== Records for this exercise ==
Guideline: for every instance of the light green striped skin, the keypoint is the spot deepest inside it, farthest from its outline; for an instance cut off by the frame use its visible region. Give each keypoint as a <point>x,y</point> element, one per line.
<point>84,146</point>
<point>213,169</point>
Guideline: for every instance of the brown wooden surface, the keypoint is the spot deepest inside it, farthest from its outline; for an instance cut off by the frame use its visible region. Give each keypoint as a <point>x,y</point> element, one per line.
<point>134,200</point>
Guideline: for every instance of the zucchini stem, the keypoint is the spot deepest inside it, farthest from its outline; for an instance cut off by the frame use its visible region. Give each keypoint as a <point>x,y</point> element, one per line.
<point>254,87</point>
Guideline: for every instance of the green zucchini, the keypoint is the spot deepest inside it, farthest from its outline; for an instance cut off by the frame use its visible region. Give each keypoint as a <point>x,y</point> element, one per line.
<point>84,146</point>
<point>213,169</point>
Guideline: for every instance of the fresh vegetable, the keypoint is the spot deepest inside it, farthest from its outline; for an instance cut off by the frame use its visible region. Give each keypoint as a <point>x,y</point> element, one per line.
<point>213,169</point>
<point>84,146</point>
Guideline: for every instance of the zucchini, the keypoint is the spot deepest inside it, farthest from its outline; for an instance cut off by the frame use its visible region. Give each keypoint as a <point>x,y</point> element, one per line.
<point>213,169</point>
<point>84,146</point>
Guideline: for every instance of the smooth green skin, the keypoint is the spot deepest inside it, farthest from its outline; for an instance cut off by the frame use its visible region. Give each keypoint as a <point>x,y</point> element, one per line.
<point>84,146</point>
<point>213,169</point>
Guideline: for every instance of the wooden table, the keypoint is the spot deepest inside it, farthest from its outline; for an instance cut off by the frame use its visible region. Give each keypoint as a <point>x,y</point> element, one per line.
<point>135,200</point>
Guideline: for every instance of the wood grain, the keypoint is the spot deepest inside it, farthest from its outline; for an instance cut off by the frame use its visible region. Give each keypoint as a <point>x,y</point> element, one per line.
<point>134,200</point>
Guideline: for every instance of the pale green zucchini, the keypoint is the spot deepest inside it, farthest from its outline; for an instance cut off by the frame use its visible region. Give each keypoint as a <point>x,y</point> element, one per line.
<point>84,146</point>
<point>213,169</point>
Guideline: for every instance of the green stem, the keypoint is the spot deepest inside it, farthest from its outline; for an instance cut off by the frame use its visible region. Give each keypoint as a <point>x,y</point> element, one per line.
===
■ Assignment ■
Extract every line from the one with "Guideline: for every instance of the wood grain, the" down to the final line above, both included, exactly as written.

■ Task result ■
Guideline: for every instance of the wood grain, the keypoint is the spot deepest inside it, farthest from its outline; for an instance cut off by the frame use its visible region. Give each keypoint as a <point>x,y</point> element, one per line.
<point>134,200</point>
Guideline: for every instance of the pale green zucchini, the keypoint is the spot deepest inside it, farthest from its outline; for an instance cut off by the frame use its visible region. Give each keypoint as a <point>x,y</point> element, one per line.
<point>84,146</point>
<point>213,169</point>
Guideline: for every instance of the green stem, the keypoint is the spot deepest inside it, farthest from its outline; for an instance cut off by the frame use its visible region. Give each keypoint as a <point>x,y</point> element, one per line.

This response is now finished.